Provided entries –
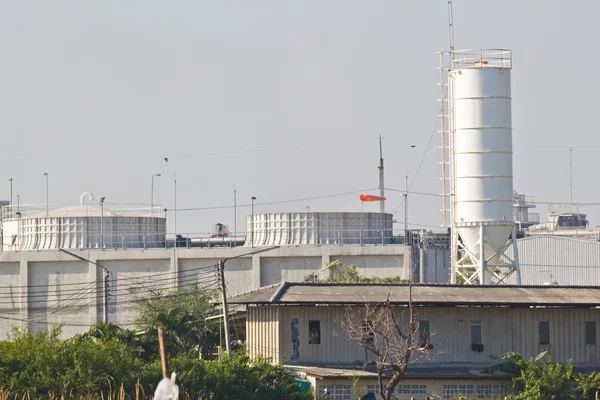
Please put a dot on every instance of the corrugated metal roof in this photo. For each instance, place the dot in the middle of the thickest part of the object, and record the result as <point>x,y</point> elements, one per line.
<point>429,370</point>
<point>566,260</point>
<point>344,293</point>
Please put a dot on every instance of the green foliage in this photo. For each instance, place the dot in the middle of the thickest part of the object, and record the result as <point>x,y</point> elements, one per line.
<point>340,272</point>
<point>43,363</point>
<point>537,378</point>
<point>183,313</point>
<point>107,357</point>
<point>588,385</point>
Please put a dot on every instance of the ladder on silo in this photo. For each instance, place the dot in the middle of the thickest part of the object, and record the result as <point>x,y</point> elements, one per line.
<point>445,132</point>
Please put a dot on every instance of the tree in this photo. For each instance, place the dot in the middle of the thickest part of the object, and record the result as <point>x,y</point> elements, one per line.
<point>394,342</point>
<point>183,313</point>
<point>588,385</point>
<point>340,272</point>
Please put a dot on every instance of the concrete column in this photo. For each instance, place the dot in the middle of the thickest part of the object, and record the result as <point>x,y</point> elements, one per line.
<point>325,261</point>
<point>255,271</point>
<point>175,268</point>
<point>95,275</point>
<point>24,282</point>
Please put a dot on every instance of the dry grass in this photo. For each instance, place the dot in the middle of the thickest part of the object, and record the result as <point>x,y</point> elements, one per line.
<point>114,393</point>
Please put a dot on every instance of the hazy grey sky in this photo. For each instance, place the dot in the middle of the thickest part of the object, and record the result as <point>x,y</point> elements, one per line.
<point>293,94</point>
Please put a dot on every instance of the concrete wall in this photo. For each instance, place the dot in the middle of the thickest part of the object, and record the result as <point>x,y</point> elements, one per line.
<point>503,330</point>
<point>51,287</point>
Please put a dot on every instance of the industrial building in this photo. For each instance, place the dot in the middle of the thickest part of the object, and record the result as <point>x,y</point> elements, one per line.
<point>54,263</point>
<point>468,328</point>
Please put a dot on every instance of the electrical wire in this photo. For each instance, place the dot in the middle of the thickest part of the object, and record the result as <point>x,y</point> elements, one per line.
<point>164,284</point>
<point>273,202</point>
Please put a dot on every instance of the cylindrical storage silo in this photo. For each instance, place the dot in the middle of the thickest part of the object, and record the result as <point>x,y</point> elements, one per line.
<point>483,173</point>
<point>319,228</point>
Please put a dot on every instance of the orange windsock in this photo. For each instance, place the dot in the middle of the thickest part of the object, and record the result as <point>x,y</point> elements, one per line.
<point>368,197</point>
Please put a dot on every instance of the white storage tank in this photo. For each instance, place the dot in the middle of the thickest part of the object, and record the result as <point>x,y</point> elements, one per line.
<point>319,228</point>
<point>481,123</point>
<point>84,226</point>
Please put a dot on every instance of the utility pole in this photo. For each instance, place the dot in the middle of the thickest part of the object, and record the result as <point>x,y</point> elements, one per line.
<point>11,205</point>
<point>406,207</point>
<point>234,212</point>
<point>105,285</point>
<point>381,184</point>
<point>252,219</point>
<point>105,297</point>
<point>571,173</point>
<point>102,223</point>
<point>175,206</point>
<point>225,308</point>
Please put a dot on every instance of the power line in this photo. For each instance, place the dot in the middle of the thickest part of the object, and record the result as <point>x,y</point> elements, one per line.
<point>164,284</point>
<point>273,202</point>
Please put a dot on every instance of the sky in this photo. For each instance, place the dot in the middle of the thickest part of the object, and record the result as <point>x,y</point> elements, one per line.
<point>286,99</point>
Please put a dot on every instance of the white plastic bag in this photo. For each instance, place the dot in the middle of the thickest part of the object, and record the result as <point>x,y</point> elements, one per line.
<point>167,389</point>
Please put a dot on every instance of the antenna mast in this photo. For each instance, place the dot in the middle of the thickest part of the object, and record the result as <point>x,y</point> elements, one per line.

...

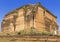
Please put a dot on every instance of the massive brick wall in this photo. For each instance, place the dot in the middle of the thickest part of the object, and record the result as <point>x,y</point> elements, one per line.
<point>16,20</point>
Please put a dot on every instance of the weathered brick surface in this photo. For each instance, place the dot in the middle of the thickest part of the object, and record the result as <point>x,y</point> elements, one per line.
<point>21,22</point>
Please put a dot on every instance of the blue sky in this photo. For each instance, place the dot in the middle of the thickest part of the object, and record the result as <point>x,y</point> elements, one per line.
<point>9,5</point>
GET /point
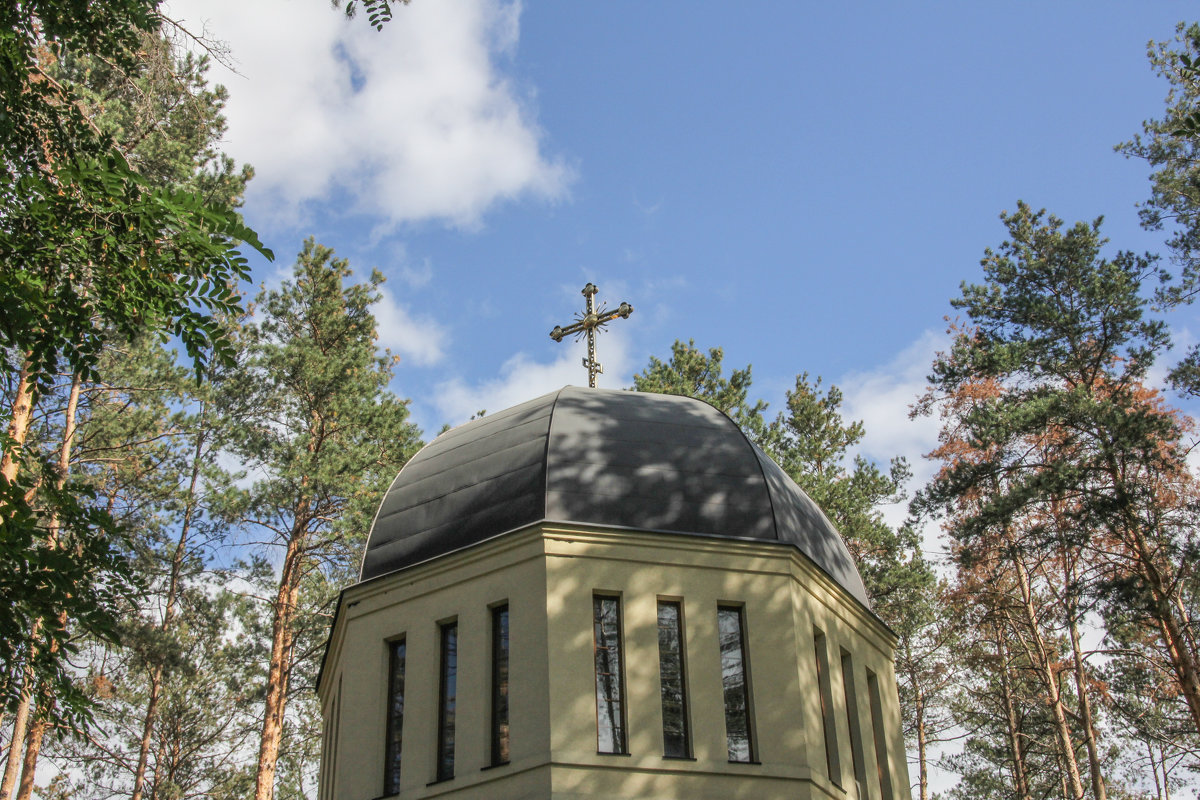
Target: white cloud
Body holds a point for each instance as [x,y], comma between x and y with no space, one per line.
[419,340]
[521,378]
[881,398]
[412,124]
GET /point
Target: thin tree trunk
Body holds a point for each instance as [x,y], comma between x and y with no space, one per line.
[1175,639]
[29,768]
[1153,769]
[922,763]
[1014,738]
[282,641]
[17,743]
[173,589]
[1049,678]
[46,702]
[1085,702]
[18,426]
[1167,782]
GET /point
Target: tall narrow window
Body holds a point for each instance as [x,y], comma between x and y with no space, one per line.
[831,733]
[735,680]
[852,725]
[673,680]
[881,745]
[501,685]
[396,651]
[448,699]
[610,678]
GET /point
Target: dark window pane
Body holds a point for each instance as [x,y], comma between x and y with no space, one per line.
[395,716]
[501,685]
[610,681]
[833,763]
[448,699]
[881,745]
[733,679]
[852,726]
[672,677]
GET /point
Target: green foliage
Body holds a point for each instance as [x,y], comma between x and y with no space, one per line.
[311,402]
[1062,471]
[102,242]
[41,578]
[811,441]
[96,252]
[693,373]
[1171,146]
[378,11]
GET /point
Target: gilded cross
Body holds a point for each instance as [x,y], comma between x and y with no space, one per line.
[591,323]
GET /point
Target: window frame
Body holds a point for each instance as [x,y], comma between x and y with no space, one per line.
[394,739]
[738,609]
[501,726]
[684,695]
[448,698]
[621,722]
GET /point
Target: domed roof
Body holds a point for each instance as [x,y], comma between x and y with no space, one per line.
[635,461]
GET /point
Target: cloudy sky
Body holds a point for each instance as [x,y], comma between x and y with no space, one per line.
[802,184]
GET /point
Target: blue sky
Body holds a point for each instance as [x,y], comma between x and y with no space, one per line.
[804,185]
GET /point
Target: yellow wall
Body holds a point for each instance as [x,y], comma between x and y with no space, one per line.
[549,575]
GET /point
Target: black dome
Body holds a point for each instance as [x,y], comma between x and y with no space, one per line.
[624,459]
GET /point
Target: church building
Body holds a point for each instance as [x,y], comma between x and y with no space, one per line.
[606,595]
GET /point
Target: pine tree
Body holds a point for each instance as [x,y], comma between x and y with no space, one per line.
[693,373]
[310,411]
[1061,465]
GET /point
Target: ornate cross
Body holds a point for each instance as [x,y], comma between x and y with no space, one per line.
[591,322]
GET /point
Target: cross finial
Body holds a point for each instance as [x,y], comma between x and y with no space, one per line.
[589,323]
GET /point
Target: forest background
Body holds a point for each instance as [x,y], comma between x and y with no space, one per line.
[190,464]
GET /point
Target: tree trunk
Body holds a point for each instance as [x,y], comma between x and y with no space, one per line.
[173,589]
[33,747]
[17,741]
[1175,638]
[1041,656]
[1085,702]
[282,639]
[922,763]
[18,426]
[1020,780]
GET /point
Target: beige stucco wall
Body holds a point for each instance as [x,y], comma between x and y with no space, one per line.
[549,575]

---

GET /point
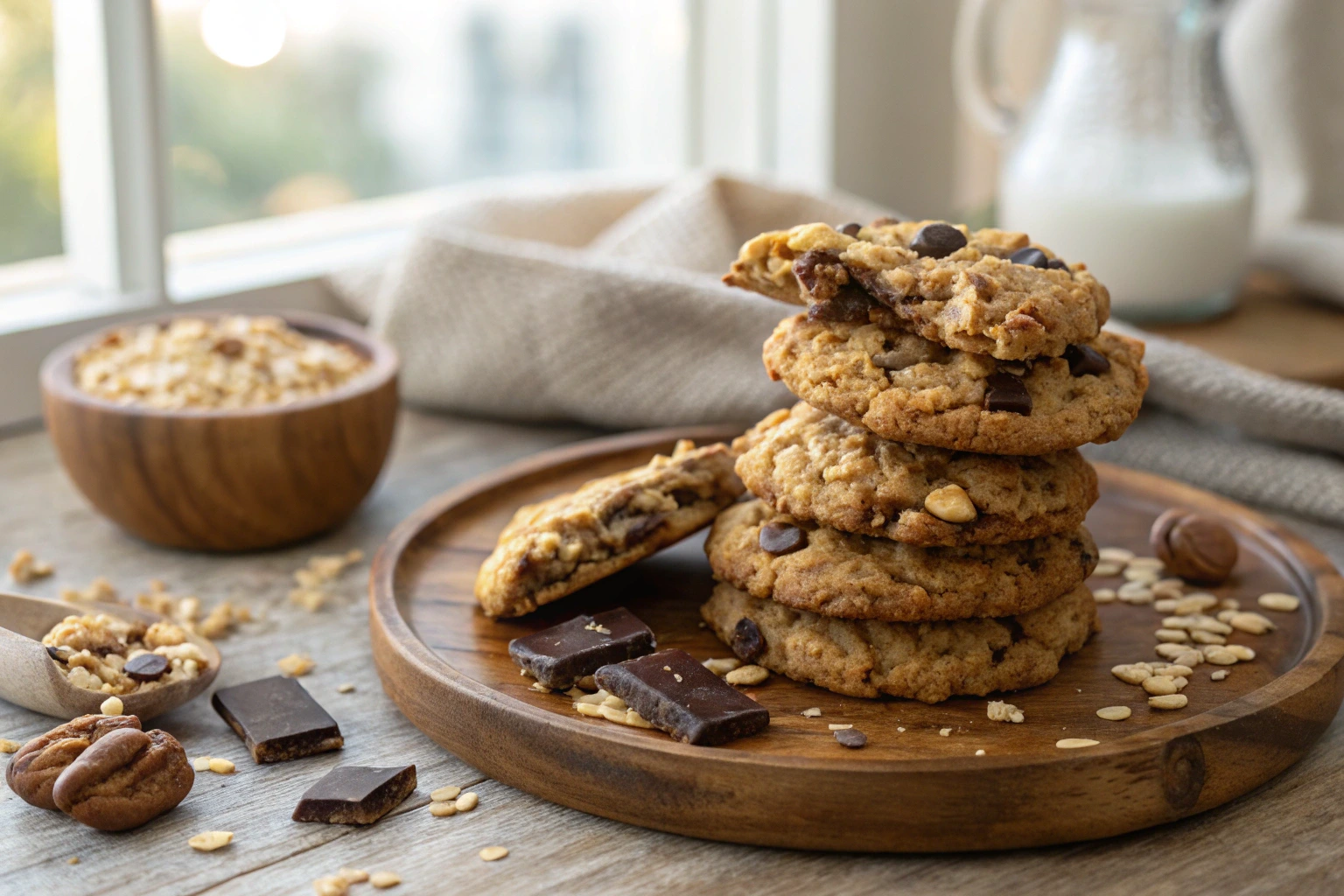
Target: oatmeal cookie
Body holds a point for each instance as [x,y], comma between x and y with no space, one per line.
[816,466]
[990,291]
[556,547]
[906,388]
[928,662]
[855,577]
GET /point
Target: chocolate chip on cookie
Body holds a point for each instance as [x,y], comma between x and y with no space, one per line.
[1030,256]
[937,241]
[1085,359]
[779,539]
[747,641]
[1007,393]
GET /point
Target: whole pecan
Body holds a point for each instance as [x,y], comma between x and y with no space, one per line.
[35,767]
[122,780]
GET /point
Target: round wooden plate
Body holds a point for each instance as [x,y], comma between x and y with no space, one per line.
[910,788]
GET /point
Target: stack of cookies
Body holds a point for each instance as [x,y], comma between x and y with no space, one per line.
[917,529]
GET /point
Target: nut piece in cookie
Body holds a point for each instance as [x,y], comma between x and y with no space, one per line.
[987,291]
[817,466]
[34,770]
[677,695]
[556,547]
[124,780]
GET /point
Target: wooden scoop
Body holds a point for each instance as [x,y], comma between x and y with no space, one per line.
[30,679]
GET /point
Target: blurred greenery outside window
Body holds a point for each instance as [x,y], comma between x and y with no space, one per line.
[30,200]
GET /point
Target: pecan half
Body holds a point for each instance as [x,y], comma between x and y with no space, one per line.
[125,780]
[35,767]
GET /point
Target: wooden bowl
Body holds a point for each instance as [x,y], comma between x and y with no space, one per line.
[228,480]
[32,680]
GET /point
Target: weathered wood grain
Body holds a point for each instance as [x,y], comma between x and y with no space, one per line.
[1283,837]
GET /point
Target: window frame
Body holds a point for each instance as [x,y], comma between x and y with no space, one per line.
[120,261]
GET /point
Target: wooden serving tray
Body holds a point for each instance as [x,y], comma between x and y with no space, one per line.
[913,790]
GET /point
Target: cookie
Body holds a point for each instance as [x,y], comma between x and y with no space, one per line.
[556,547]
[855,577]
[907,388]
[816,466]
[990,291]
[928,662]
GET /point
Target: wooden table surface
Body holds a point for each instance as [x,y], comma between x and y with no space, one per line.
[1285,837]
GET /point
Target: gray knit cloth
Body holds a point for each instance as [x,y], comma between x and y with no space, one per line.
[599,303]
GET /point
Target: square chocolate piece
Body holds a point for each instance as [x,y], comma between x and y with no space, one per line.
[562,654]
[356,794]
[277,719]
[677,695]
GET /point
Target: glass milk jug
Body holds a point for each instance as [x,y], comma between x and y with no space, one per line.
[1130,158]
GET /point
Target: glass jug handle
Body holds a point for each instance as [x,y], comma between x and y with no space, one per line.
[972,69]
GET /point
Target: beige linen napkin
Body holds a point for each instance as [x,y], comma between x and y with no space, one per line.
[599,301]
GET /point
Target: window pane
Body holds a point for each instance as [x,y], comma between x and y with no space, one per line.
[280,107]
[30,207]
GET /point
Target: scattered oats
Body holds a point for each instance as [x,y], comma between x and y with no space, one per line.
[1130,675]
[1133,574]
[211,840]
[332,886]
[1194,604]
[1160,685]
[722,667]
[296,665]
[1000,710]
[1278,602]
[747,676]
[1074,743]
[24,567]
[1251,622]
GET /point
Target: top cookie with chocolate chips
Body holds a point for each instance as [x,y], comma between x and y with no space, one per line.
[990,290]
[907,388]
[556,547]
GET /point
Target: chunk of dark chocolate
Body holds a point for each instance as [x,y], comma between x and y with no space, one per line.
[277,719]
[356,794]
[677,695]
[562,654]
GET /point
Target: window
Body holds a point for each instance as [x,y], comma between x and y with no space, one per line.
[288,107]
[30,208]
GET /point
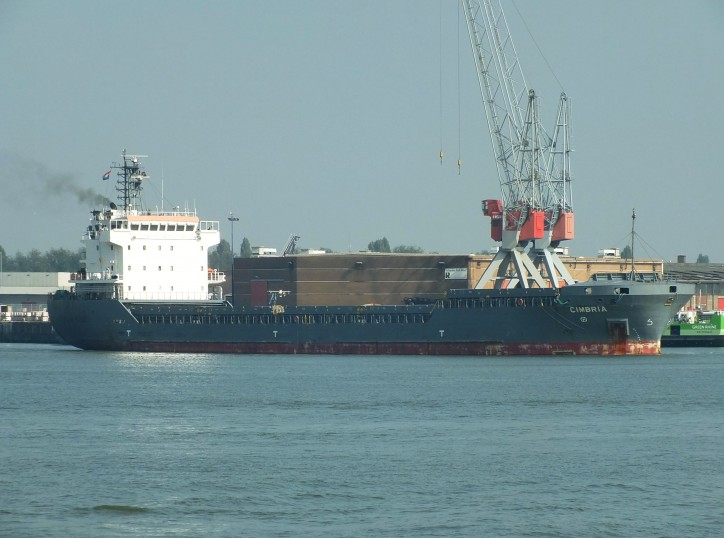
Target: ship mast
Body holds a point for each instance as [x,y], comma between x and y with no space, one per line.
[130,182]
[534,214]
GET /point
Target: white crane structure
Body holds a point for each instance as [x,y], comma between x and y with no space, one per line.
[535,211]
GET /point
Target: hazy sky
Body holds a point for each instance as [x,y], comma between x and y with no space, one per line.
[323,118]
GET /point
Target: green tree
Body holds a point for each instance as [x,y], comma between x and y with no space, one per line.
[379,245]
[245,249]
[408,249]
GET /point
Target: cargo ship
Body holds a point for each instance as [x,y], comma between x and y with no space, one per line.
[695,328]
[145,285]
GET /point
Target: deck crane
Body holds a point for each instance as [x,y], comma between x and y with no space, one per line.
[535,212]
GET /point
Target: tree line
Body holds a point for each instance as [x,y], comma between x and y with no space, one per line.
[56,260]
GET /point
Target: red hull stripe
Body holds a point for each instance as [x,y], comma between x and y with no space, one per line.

Directions for this task – Wherever a line in the data above holds "window", copy that line.

Result for this exercise –
Target: tall narrow window
Target: dark window pane
Target: window frame
Target: blurred greenery outside window
Target: window frame
Target: window pane
Target: window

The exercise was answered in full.